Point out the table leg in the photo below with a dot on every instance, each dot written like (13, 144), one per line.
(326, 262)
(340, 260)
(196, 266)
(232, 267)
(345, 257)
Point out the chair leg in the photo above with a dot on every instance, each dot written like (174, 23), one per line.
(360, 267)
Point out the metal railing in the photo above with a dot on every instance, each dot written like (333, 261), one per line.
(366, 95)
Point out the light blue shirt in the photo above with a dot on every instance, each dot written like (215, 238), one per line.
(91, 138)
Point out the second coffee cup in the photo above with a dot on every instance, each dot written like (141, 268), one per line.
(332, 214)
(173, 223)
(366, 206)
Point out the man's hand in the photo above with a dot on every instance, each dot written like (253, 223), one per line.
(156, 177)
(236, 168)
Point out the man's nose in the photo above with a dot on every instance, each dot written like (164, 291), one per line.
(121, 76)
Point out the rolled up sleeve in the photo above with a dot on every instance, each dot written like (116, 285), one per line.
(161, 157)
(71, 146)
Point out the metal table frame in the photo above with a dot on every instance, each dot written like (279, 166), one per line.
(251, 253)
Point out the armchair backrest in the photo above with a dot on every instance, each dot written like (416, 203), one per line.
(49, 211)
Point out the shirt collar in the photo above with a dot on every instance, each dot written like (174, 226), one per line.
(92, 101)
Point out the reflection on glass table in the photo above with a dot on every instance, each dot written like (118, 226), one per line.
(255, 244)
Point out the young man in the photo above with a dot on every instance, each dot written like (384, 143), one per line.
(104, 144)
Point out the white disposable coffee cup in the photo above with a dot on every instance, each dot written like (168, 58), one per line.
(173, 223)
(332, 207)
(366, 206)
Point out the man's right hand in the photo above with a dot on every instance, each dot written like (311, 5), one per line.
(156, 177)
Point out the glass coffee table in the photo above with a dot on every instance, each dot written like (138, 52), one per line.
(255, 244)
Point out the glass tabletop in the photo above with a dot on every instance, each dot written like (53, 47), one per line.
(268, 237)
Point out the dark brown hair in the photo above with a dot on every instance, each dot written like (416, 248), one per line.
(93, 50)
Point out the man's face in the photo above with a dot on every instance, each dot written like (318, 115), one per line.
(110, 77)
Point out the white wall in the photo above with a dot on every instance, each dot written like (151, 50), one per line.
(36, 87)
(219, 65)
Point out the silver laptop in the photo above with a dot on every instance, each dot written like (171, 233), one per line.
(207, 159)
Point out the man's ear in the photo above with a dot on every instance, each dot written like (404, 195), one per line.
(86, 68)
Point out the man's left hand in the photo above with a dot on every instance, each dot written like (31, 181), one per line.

**WHAT THE TASK REQUIRES**
Can you reproduce the stretch of the listing from the line containing "Point out the glass tabletop" through the end of the listing, swapping "silver laptop" for "black laptop" and leaving everything else as it is?

**REPLY**
Point out the glass tabletop in the photo above with a dot on every instance, each dot written like (53, 47), one per line.
(268, 237)
Point out the dark brown hair in the photo above with a dot on every instance, each dot written like (416, 248), one per line.
(93, 50)
Point out the man's face in the photo above with a dot on every instance, each dot written like (318, 115), one per line.
(110, 77)
Point out the white wall in the photo above with a dot on every instance, each dot written like (151, 50), one per line.
(36, 87)
(219, 65)
Point out the black laptop in the photo above with a dot on every instance, each dot written like (171, 233), one per line.
(207, 159)
Point out the man's ear in the photo above with a dot on every instance, each dot written like (404, 195), one per line.
(86, 68)
Point out the man's left hand in the photo above with a dot on every instance, each dot written like (31, 181), one per line.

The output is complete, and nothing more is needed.